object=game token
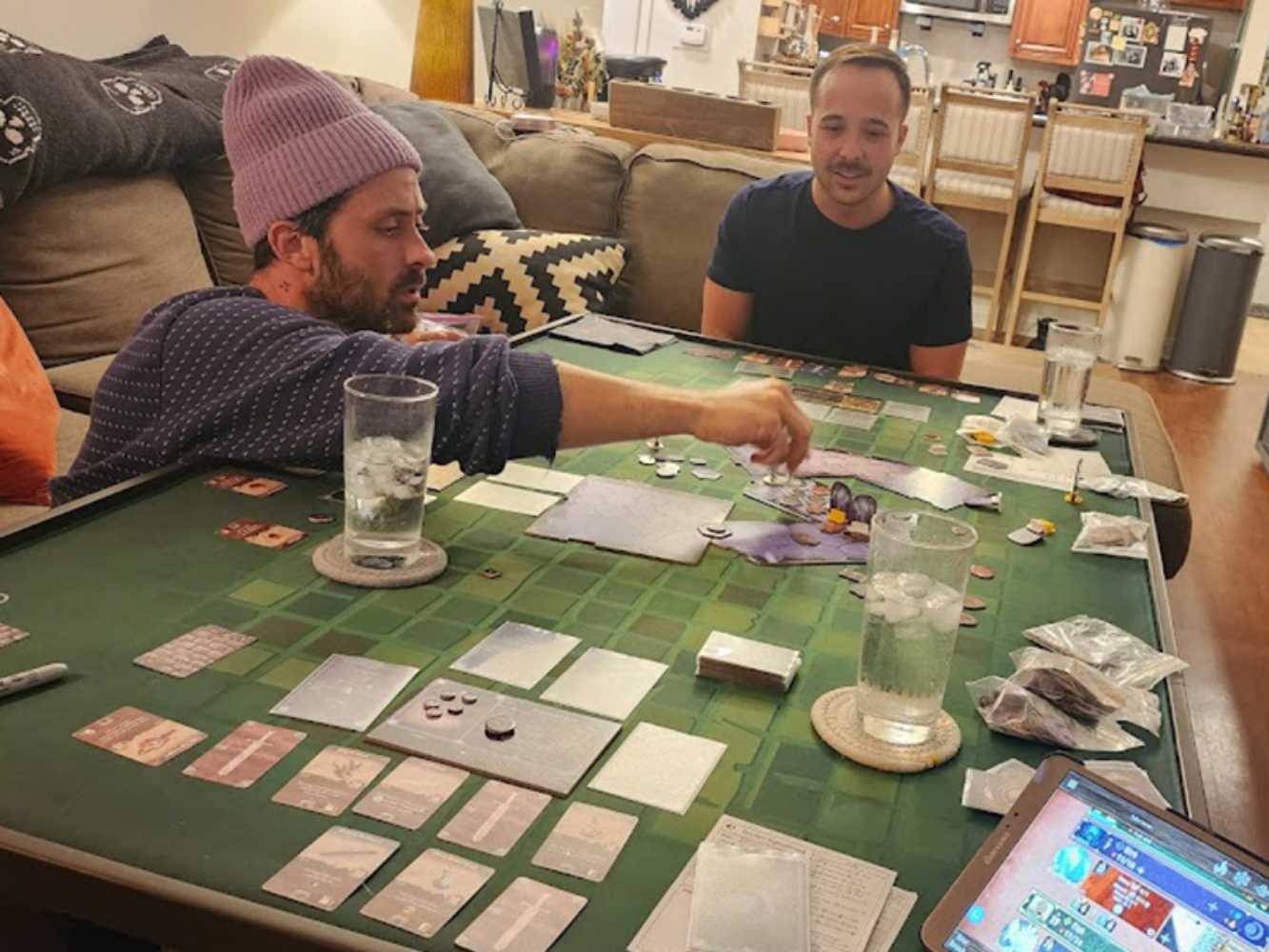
[789,526,820,545]
[485,716,515,740]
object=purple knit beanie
[225,56,422,248]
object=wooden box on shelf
[608,80,781,152]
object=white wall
[605,0,762,95]
[0,0,419,87]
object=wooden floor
[1099,340,1269,856]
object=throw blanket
[0,30,237,209]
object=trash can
[1167,232,1265,384]
[1101,221,1189,370]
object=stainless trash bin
[1167,231,1265,384]
[1101,222,1189,370]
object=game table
[0,322,1205,952]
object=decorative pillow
[374,103,521,245]
[0,300,57,506]
[419,231,625,334]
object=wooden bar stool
[889,88,934,198]
[1005,103,1146,344]
[927,85,1036,339]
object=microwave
[900,0,1014,27]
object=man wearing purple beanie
[52,56,811,504]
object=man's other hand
[691,380,811,472]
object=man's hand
[392,327,467,344]
[691,380,811,472]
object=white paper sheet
[542,647,668,721]
[590,721,727,816]
[488,462,583,496]
[454,480,560,515]
[627,815,898,952]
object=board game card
[881,400,930,423]
[72,707,207,766]
[590,723,727,816]
[542,647,668,721]
[203,472,251,488]
[182,721,308,789]
[0,622,30,647]
[229,476,287,499]
[450,622,582,690]
[362,849,494,940]
[353,757,471,830]
[533,803,638,883]
[263,826,400,911]
[437,781,551,856]
[132,625,255,678]
[488,462,583,500]
[269,655,419,731]
[454,876,586,952]
[273,744,388,816]
[454,480,560,515]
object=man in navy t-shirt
[702,46,973,380]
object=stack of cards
[687,842,811,952]
[697,631,802,690]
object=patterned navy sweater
[52,288,563,506]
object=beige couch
[0,79,1188,571]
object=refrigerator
[1071,0,1212,107]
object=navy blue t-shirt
[709,170,973,370]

__TASK DESCRIPTION__. Could you rewrite all the entries above, changing every "wooden" to "oak" and keeping everything else the same, but omitting the pictures?

__EXERCISE RESPONSE__.
object=game token
[789,526,820,545]
[485,716,515,740]
object=purple knit beanie
[225,56,422,248]
object=oak box on shelf
[608,80,781,152]
object=white wall
[605,0,762,95]
[0,0,419,87]
object=oak floor
[1099,340,1269,856]
object=throw blanket
[0,30,237,209]
object=trash can
[1167,232,1265,384]
[1101,221,1189,370]
object=stainless trash bin
[1167,231,1265,384]
[1101,222,1189,370]
object=game table
[0,322,1205,952]
object=decorative pillow
[374,103,521,245]
[0,300,57,506]
[419,231,625,334]
object=oak bar stool
[889,88,934,198]
[1005,103,1146,344]
[927,85,1036,339]
object=microwave
[900,0,1014,27]
object=man wearing purple beanie
[52,56,811,504]
object=man's other hand
[691,380,811,472]
object=man's hand
[392,327,467,344]
[691,380,811,472]
object=white paper sheet
[542,647,668,721]
[590,721,727,816]
[488,462,583,496]
[454,480,560,515]
[627,815,898,952]
object=board game card
[881,400,930,423]
[72,707,207,766]
[590,723,727,816]
[542,647,668,721]
[203,472,251,488]
[182,721,308,789]
[0,622,30,647]
[229,476,287,499]
[450,622,582,690]
[362,849,494,940]
[353,757,471,830]
[533,803,638,883]
[263,826,400,911]
[437,781,551,856]
[132,625,255,678]
[488,462,583,500]
[269,655,419,731]
[454,876,586,952]
[273,744,388,816]
[454,480,560,515]
object=man in navy t-shirt
[702,46,973,380]
object=stack of cards
[687,842,811,952]
[697,631,802,690]
object=patterned navy sweater
[52,288,563,506]
object=beige couch
[0,79,1188,571]
object=refrigerator
[1071,0,1212,107]
object=navy blue t-shirt
[709,170,973,370]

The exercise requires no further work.